◆ **Aim**
Copy the NTSB preliminary reports text below word for word, from start to finish.

◆ **Source document**
NTSB Preliminary Reports

Selected recent general aviation and airline accidents


The following briefs were selected from the 147 preliminary reports filed with the NTSB in March 2003. Statements in quotes were taken directly from the NTSB documents. The information is subject to change as the investigations are completed. Click here to view “Accident Totals, March.”


March 01, Mount Airy, N.C.
Beech Bonanza

At 1930 eastern time, a Beech A36 hit terrain shortly after takeoff in instrument conditions from Mount Airy/Surry County Airport. The pilot and four passengers were killed. The wreckage was found after a nearby resident reported hearing what sounded like an airplane crash. The wreckage was found in a ravine 1.85 miles south of the airport. The airplane was found in a near-vertical attitude, with the engine and propeller embedded eight feet into the ground.

March 01, Leesburg, Va.

◆ **Records shown**
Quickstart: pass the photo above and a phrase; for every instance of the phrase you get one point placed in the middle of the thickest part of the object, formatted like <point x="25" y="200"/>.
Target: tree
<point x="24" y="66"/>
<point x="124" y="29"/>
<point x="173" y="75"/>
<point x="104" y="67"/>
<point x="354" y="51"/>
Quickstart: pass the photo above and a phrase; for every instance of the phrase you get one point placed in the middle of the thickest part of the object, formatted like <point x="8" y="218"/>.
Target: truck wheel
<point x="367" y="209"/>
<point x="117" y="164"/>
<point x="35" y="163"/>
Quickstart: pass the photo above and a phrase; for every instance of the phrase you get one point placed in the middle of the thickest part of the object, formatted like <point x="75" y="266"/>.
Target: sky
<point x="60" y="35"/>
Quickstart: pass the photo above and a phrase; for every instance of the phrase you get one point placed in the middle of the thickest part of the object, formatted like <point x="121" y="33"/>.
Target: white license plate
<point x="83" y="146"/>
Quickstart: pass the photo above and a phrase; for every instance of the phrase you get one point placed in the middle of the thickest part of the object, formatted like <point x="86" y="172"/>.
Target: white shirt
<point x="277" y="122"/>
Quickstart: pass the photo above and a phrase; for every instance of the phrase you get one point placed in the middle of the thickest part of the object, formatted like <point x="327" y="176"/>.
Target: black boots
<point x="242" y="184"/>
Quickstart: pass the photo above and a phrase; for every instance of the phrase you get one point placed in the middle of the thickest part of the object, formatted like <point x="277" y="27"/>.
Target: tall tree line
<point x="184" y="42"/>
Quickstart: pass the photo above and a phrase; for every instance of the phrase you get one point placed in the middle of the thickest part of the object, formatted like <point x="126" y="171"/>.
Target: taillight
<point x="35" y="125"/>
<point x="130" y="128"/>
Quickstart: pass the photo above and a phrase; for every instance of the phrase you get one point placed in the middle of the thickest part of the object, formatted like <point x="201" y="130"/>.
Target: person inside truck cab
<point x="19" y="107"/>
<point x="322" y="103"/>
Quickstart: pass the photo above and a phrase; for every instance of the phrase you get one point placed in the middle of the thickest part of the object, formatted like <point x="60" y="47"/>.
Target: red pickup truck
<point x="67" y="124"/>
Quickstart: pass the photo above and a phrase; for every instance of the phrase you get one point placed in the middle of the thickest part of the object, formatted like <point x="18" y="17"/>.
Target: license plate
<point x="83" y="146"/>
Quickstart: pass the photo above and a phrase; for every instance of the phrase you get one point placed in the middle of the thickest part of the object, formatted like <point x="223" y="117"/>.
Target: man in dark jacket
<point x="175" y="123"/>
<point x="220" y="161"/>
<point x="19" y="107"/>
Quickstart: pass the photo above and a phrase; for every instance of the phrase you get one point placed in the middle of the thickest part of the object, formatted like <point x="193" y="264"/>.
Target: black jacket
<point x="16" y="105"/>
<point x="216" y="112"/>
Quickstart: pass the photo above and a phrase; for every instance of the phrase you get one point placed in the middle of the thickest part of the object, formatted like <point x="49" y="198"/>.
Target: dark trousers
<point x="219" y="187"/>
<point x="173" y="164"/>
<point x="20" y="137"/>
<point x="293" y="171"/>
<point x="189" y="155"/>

◆ **Solution to the exercise**
NTSB Preliminary Reports

Selected recent general aviation and airline accidents


The following briefs were selected from the 147 preliminary reports filed with the NTSB in March 2003. Statements in quotes were taken directly from the NTSB documents. The information is subject to change as the investigations are completed. Click here to view “Accident Totals, March.”


March 01, Mount Airy, N.C.
Beech Bonanza

At 1930 eastern time, a Beech A36 hit terrain shortly after takeoff in instrument conditions from Mount Airy/Surry County Airport. The pilot and four passengers were killed. The wreckage was found after a nearby resident reported hearing what sounded like an airplane crash. The wreckage was found in a ravine 1.85 miles south of the airport. The airplane was found in a near-vertical attitude, with the engine and propeller embedded eight feet into the ground.

March 01, Leesburg, Va.